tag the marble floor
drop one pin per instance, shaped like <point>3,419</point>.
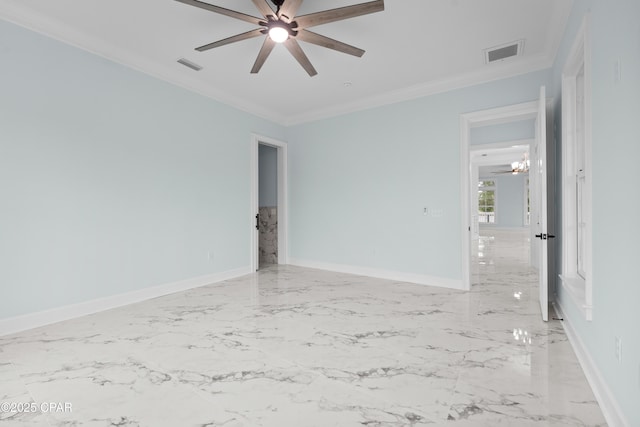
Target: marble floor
<point>300,347</point>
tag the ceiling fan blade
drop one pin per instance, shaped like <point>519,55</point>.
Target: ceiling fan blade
<point>317,39</point>
<point>266,49</point>
<point>297,52</point>
<point>223,11</point>
<point>332,15</point>
<point>264,8</point>
<point>233,39</point>
<point>289,9</point>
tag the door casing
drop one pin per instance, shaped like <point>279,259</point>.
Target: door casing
<point>283,254</point>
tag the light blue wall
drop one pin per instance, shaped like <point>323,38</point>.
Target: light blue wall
<point>359,182</point>
<point>268,176</point>
<point>615,36</point>
<point>510,197</point>
<point>513,131</point>
<point>110,180</point>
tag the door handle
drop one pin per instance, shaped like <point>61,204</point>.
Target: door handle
<point>545,236</point>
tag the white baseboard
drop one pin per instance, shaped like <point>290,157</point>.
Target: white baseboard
<point>419,279</point>
<point>47,317</point>
<point>608,404</point>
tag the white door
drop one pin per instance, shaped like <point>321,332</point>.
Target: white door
<point>540,182</point>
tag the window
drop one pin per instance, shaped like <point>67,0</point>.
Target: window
<point>487,202</point>
<point>580,174</point>
<point>576,175</point>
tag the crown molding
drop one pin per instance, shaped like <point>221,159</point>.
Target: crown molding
<point>58,31</point>
<point>488,74</point>
<point>171,74</point>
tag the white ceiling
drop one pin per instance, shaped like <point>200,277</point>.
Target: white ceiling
<point>413,48</point>
<point>493,160</point>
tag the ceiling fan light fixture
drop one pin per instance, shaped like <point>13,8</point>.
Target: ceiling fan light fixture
<point>278,33</point>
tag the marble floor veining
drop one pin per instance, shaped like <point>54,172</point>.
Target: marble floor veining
<point>291,346</point>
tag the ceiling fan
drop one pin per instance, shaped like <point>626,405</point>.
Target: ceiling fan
<point>283,26</point>
<point>518,167</point>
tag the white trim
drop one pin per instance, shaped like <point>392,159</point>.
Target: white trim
<point>575,287</point>
<point>34,320</point>
<point>607,401</point>
<point>523,111</point>
<point>283,200</point>
<point>579,56</point>
<point>419,279</point>
<point>173,74</point>
<point>477,77</point>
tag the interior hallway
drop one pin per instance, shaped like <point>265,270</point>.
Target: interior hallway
<point>297,347</point>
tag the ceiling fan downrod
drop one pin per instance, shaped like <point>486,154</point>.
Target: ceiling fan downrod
<point>278,4</point>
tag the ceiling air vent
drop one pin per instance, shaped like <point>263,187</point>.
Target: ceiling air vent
<point>189,64</point>
<point>502,52</point>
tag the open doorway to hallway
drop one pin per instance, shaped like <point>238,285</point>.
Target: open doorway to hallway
<point>267,220</point>
<point>268,208</point>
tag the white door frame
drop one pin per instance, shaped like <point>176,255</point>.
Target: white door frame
<point>494,116</point>
<point>283,208</point>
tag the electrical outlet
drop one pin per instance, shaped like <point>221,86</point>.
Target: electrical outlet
<point>619,349</point>
<point>617,71</point>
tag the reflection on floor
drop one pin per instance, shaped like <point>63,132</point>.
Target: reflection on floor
<point>299,347</point>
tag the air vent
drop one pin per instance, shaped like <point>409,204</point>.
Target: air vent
<point>502,52</point>
<point>189,64</point>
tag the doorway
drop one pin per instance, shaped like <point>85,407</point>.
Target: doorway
<point>540,227</point>
<point>268,202</point>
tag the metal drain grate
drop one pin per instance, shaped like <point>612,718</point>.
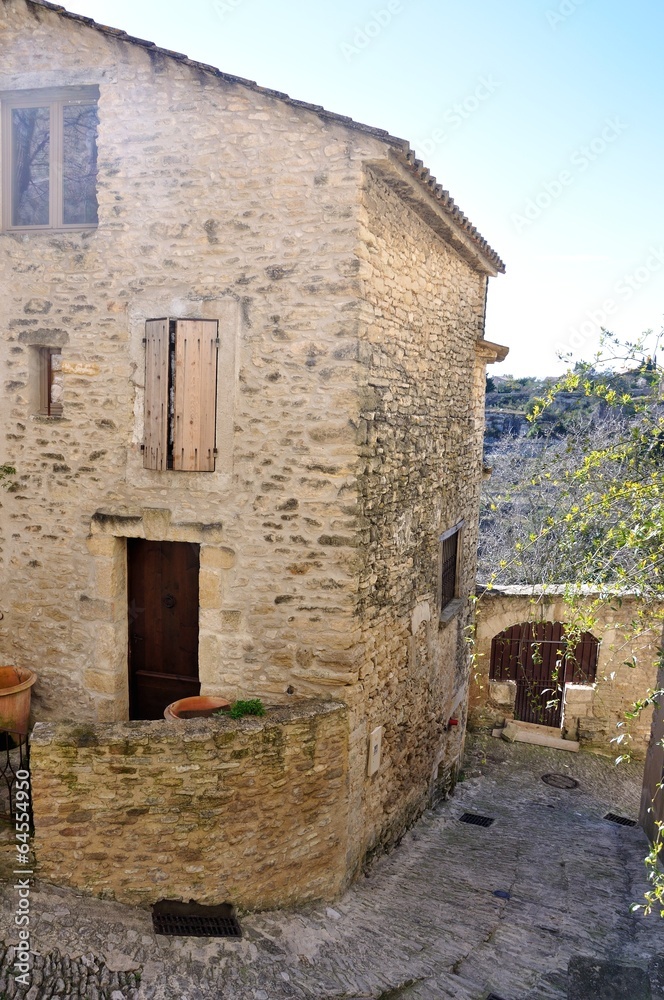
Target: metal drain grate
<point>560,781</point>
<point>194,920</point>
<point>475,820</point>
<point>621,820</point>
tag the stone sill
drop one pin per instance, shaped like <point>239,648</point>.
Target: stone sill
<point>92,734</point>
<point>450,611</point>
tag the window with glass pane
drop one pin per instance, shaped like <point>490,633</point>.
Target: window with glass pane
<point>50,159</point>
<point>51,384</point>
<point>31,149</point>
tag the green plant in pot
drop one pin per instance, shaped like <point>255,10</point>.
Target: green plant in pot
<point>242,707</point>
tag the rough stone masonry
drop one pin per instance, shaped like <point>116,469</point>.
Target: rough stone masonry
<point>350,295</point>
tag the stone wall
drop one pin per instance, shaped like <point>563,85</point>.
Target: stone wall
<point>219,202</point>
<point>422,421</point>
<point>594,715</point>
<point>349,420</point>
<point>252,812</point>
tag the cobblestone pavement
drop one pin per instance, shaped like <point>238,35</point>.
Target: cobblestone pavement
<point>425,923</point>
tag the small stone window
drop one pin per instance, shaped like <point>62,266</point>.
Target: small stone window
<point>449,558</point>
<point>50,381</point>
<point>49,159</point>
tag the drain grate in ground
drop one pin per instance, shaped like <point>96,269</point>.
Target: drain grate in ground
<point>560,781</point>
<point>194,920</point>
<point>621,820</point>
<point>476,820</point>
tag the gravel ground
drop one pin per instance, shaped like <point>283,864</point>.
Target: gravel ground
<point>424,923</point>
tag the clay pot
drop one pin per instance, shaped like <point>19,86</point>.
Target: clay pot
<point>15,685</point>
<point>195,708</point>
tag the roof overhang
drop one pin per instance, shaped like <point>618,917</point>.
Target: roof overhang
<point>419,190</point>
<point>489,352</point>
<point>416,183</point>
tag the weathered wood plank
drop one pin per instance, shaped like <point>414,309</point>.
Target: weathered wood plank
<point>155,440</point>
<point>195,395</point>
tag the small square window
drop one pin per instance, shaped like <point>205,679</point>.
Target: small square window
<point>50,381</point>
<point>49,159</point>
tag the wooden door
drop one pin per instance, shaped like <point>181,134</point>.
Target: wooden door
<point>163,625</point>
<point>540,659</point>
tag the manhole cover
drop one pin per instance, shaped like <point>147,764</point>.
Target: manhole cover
<point>194,920</point>
<point>621,820</point>
<point>475,820</point>
<point>560,781</point>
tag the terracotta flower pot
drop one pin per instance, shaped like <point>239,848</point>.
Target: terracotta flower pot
<point>15,685</point>
<point>195,708</point>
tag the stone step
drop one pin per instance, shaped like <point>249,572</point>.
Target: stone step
<point>594,979</point>
<point>543,736</point>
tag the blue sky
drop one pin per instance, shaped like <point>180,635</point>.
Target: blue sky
<point>543,118</point>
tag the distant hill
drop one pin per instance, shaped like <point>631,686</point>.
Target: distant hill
<point>510,401</point>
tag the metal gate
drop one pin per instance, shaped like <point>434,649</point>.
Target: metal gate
<point>541,660</point>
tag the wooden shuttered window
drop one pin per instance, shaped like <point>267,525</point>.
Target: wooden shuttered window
<point>195,394</point>
<point>186,351</point>
<point>155,445</point>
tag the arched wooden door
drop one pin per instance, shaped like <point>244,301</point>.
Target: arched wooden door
<point>542,661</point>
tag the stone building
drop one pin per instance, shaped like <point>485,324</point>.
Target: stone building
<point>519,639</point>
<point>243,356</point>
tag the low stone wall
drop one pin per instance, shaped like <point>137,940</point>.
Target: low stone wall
<point>593,714</point>
<point>252,812</point>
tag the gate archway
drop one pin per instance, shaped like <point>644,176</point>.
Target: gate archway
<point>541,660</point>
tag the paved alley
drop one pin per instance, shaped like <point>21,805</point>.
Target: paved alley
<point>425,923</point>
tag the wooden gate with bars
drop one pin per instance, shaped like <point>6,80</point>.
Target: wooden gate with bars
<point>541,660</point>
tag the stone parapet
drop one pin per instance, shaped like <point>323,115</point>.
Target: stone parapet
<point>251,811</point>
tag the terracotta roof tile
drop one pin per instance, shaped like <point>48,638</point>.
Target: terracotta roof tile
<point>415,165</point>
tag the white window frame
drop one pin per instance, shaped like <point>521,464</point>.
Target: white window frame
<point>56,100</point>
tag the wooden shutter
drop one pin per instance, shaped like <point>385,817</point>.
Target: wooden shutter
<point>155,443</point>
<point>195,395</point>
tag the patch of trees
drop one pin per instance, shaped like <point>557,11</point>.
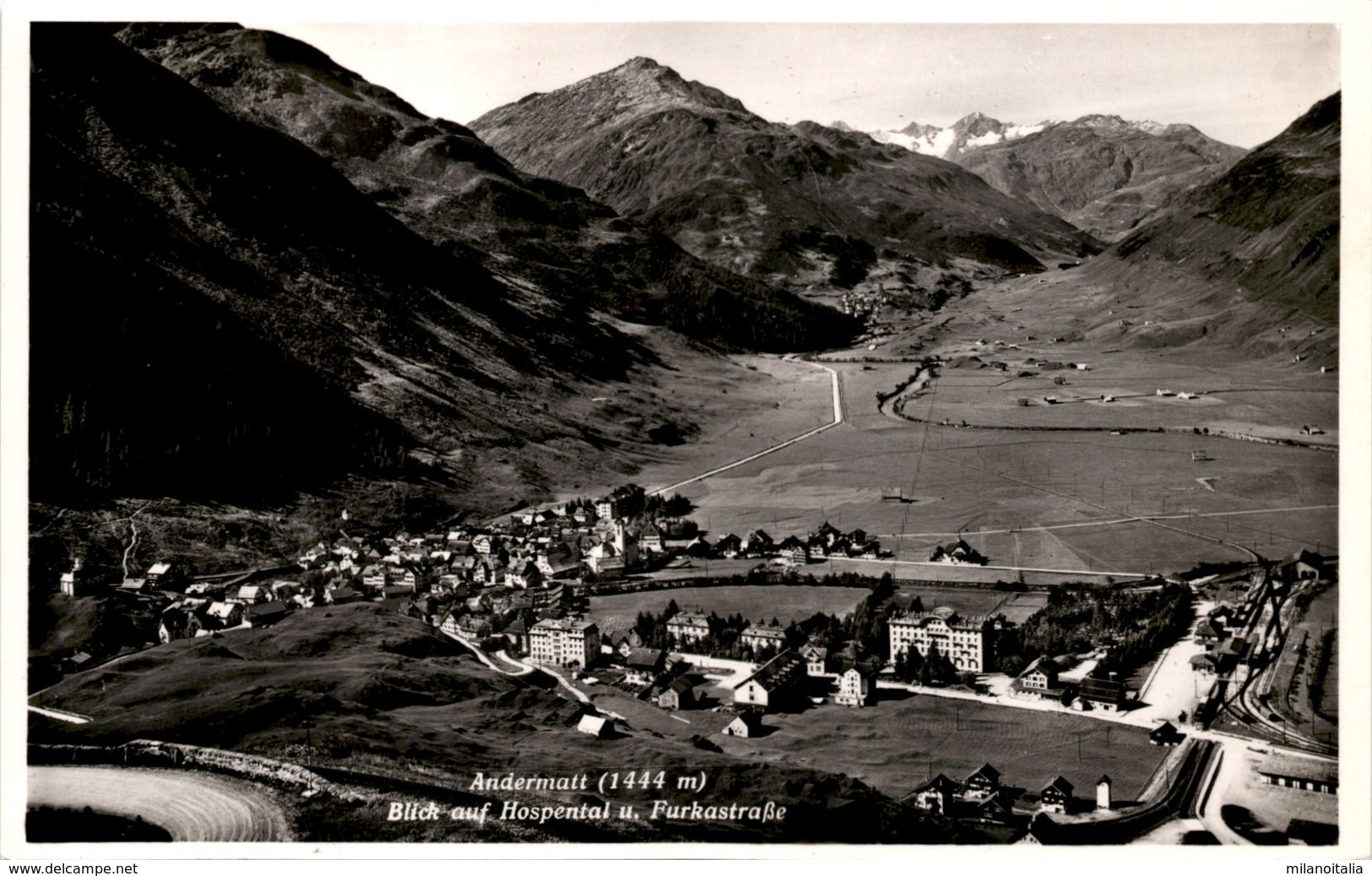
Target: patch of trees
<point>1134,623</point>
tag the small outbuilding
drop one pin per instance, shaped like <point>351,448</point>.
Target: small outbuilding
<point>596,726</point>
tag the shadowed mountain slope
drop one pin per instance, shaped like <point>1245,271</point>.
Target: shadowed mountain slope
<point>1099,171</point>
<point>442,182</point>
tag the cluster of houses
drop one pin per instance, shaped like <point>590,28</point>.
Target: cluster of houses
<point>819,546</point>
<point>983,797</point>
<point>1054,678</point>
<point>1225,648</point>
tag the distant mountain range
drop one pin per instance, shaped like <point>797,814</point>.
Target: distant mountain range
<point>287,276</point>
<point>1102,173</point>
<point>794,202</point>
<point>966,133</point>
<point>302,280</point>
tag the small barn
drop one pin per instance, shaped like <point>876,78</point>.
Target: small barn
<point>748,724</point>
<point>596,726</point>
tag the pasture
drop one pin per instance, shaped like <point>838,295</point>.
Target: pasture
<point>903,739</point>
<point>786,603</point>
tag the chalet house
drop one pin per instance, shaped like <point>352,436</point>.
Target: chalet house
<point>447,621</point>
<point>267,614</point>
<point>816,660</point>
<point>680,694</point>
<point>162,574</point>
<point>816,548</point>
<point>373,579</point>
<point>1207,663</point>
<point>937,795</point>
<point>966,641</point>
<point>70,582</point>
<point>757,544</point>
<point>643,665</point>
<point>524,574</point>
<point>474,626</point>
<point>958,552</point>
<point>342,596</point>
<point>564,643</point>
<point>559,563</point>
<point>687,628</point>
<point>224,615</point>
<point>651,540</point>
<point>983,784</point>
<point>252,593</point>
<point>1102,694</point>
<point>855,687</point>
<point>1209,634</point>
<point>1299,566</point>
<point>1165,735</point>
<point>478,604</point>
<point>794,551</point>
<point>996,809</point>
<point>759,637</point>
<point>516,634</point>
<point>1055,797</point>
<point>700,548</point>
<point>729,547</point>
<point>1038,680</point>
<point>136,586</point>
<point>180,621</point>
<point>774,683</point>
<point>1301,773</point>
<point>746,726</point>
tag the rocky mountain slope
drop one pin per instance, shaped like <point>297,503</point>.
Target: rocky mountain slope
<point>1099,171</point>
<point>1250,258</point>
<point>801,202</point>
<point>442,182</point>
<point>217,313</point>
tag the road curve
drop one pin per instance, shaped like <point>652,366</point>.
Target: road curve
<point>193,806</point>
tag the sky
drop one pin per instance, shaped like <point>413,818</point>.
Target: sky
<point>1242,84</point>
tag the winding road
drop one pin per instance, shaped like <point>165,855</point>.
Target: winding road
<point>838,417</point>
<point>193,806</point>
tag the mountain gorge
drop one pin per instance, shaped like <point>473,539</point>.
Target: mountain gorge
<point>801,204</point>
<point>1102,173</point>
<point>447,186</point>
<point>1251,254</point>
<point>217,313</point>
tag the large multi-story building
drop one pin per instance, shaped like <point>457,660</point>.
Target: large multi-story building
<point>687,626</point>
<point>759,637</point>
<point>564,643</point>
<point>966,641</point>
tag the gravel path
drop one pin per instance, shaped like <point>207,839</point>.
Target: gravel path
<point>190,805</point>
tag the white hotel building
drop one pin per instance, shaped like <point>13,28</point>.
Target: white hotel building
<point>564,643</point>
<point>966,641</point>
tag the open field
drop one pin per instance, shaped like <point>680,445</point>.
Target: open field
<point>1068,496</point>
<point>899,743</point>
<point>783,601</point>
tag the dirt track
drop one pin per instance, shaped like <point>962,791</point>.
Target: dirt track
<point>191,806</point>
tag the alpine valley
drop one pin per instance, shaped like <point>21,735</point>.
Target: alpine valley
<point>366,447</point>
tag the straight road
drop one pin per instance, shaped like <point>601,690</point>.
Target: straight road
<point>838,417</point>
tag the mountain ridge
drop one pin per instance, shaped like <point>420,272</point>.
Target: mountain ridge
<point>741,191</point>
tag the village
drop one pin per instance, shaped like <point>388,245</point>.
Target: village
<point>516,593</point>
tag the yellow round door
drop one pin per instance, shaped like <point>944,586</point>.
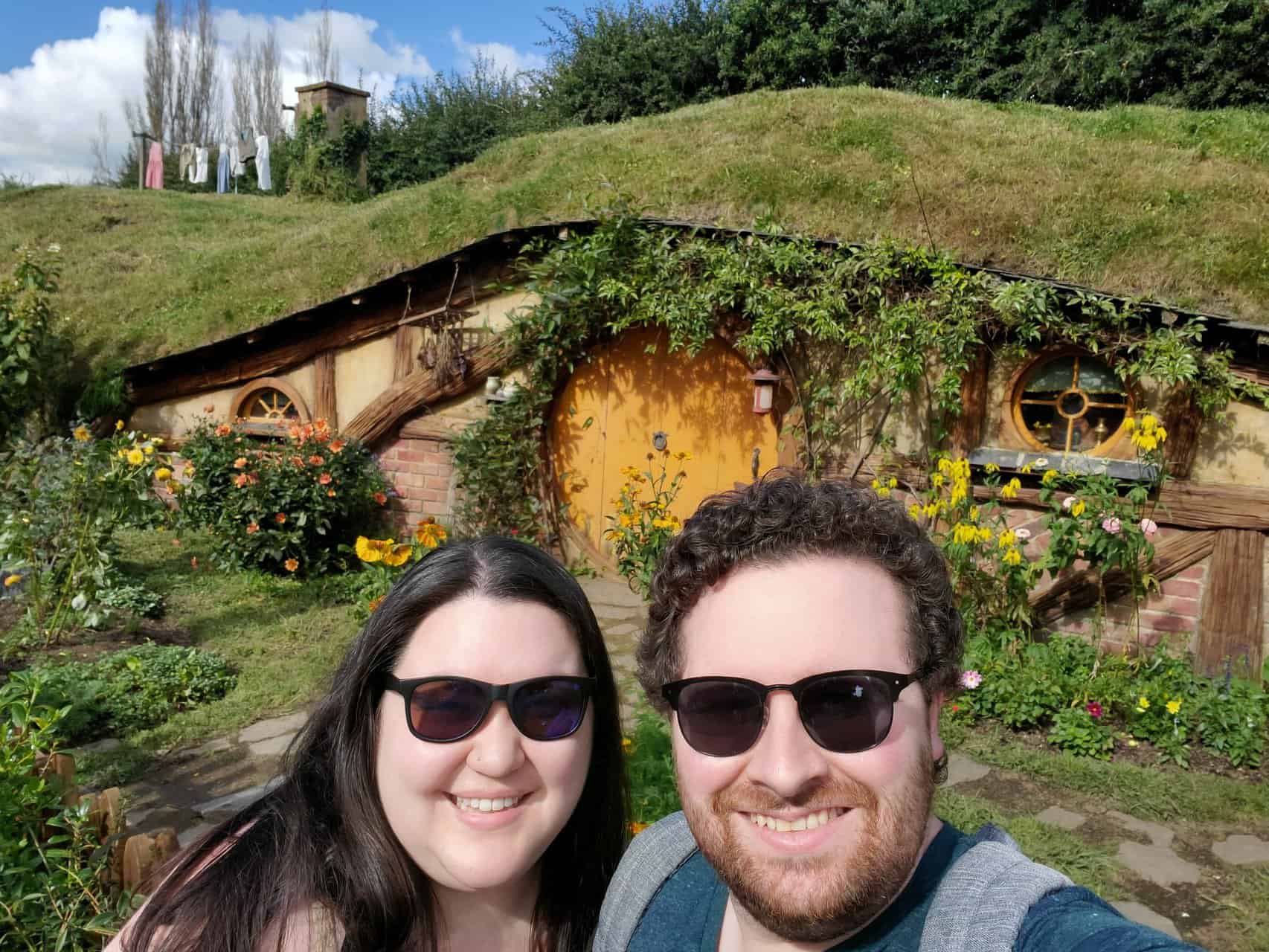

════════

Convert the lines of the rows starting at the line that contains "tag the yellow round door" and ending at the end of the rows into a JSON list of strings, one string per line, skipping blank lines and leaving out the pictures.

[
  "tag the yellow round door",
  "drop one pin per instance, shaped like <point>944,586</point>."
]